▸ SOURCE TEXT
Every shot matters.
Over the course of a season, PGA Tour players will remind us that they need to just go out and “play one shot at a time,” and afterward might lament that they “left a few out there,” and that throughout the day there were a couple of “loose shots” or “lapses in concentration” and, well, if a few more putts had fallen, “it could have been a really low round.”
Normally, that’s just players-speak during a 72-hole tournament, a convenient and clichéd response when a voice recorder is stuffed in their face.
Not this week.
Entering the season-ending Children’s Miracle Network Classic, the final stop on the PGA Tour schedule, only $7,318 separates Nos. 123-127 on the money list. Yes, just $7,318 – the difference between grinding and pure glee, between the Web.com and PGA Tours, between Q-School and courtesy cars. That blade-of-Bermuda grass thin.
Maybe every shot really does matter.
So, with a tip of the cap to Golf Channel’s research department, here are the bubble boys who wish they really could have those one or two shots back – the guys who actually did leave a few out there:
No. 124 Rod Pampling ($620,893 in 25 starts): Remember the Farmers Insurance Open? Quick summary: Kyle Stanley collapses, Brandt Snedeker steals the title. Well, in the second round at Torrey Pines, Pampling missed a par putt from just outside 4 feet. He eventually shot 75 that day.
It seemed innocuous at the time, of course, but had he made that putt, had he shot 74, he would have earned $201,000 instead of $162,000 (T-8) that week. It was the 43-year-old’s first and only top 10 of the season, and just his third in the past three years.
Why is that a big deal? Because that extra $39,000 he could have earned in San Diego would have provided him more of a cushion over No. 125 entering this week’s season finale – from just less than $1,000 to more than $40,000. This time of year, that slight bump makes a huge difference.
No. 125 Billy Mayfair ($619,961 in 27 starts): The 46-year-old’s best tournament of the year was the RBC Heritage, where he shot 67-69 on the weekend to finish T-4. His next-best finish in 2012 was a T-12 in the Mayakoba Classic, an event played opposite the WGC-Cadillac Championship, so the $250,000 paycheck went a long way.
But on the final day at Hilton Head, Kevin Stadler made an 8-foot birdie putt on the 18th hole that dropped Mayfair into a share of fourth place. Had Mayfair finished alone in fourth, he would have earned $22,800 more and would sit in 123th place on the money list entering the Disney event. Thanks a lot, Stads.
No. 127 Gary Christian ($616,457 in 27 events): His first year on Tour could eventually be marred by two miscues about a month apart.
First, let’s go to the 15th hole at TPC River Highlands, host of the Travelers Championship. In the third round, Christian rinsed his tee shot on the short par 4 en route to a double bogey. (The other three rounds, he made two birdies and a par on that hole.) Had Christian not found the water with that tee shot – had the 41-year-old just made par! – he would have finished 11th, not 18th, and earned $51,600 more that week.

▸ WRITTEN TASK
Continue the article about PGA Tour players near the money-list cutoff, starting right after its last sentence.

▸ DATA ENTRIES
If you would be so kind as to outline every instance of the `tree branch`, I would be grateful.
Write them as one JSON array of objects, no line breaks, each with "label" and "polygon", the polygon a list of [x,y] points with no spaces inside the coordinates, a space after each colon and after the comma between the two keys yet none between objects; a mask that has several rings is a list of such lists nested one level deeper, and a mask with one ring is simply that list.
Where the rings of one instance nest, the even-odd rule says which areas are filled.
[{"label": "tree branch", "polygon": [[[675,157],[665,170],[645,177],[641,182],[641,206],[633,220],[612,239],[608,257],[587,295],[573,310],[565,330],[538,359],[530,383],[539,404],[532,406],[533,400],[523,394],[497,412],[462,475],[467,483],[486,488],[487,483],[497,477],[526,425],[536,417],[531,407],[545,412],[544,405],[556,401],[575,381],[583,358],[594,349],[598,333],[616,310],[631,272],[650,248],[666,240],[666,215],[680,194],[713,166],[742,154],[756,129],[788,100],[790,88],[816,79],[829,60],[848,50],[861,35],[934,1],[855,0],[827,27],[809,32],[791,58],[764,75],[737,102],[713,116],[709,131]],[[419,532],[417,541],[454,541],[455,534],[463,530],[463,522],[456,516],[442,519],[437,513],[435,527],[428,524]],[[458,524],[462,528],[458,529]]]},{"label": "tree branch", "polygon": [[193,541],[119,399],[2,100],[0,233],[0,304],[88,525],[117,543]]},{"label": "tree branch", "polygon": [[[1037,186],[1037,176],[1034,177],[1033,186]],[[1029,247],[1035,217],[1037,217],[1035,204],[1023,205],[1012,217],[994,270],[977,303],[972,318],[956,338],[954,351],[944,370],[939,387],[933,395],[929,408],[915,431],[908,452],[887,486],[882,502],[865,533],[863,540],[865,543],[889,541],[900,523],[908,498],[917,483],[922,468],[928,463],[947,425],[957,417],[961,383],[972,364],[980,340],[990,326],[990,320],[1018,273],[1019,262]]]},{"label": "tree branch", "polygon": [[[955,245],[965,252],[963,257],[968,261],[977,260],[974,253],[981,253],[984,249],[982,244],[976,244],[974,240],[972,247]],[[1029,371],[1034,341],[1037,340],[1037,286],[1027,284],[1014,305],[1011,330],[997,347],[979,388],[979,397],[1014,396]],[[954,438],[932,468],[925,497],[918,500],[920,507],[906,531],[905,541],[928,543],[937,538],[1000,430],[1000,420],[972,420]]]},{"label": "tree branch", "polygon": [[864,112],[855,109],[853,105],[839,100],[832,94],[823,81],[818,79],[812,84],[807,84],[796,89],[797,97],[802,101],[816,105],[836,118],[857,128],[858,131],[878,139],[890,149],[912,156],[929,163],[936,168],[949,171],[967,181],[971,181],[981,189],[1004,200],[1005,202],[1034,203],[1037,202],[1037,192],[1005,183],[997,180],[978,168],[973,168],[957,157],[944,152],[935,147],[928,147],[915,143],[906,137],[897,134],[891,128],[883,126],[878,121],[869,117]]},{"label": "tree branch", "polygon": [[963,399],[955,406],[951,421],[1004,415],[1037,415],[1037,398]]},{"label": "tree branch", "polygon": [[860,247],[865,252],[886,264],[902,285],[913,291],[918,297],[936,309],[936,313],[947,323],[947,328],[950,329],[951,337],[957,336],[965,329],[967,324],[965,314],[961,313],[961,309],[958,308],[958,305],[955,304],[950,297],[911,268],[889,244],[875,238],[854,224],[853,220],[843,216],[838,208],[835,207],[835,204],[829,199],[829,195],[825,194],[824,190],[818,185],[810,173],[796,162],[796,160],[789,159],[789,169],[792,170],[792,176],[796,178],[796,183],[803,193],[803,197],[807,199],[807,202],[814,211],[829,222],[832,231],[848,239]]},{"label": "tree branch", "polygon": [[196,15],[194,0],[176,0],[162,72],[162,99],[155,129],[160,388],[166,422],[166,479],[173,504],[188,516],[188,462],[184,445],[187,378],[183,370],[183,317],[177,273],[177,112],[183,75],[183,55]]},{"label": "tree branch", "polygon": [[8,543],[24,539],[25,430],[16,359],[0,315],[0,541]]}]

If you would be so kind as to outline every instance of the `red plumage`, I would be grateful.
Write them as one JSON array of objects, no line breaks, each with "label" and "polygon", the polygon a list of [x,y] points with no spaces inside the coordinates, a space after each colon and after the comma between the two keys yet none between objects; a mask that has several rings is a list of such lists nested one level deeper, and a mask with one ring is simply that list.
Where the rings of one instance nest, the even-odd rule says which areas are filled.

▸ RESPONSE TO THE TASK
Next, at the RBC Canadian Open, he missed a 4-foot par putt on the par-3 eighth hole in the third round. It was his only bogey over the final 36 holes, during which he shot 65-66 and finished T-10. Had he made par, he would have finished T-7, earned an extra $37,050, and the Englishman would have been inside the top 125 bubble entering this week’s season finale. Poor bloke.
No. 128 Alexandre Rocha ($605,117 in 20 events): His best chance to win this season came at the Reno-Tahoe Open, which uses the Modified Stableford scoring system. Worth points or strokes, it mattered little – in the third round, Rocha missed a 3-foot par putt on the 17th hole to lose a point. Alas, one point, in fact, would become the eventual margin of victory, with J.J. Henry hoisting the trophy.
So instead of beginning his 2013 season in the winners-only event in Kapalua, Rocha is scrapping for his Tour card at Disney, where dreams either really do come true … or they’re mercilessly crushed in front of thousands of fans.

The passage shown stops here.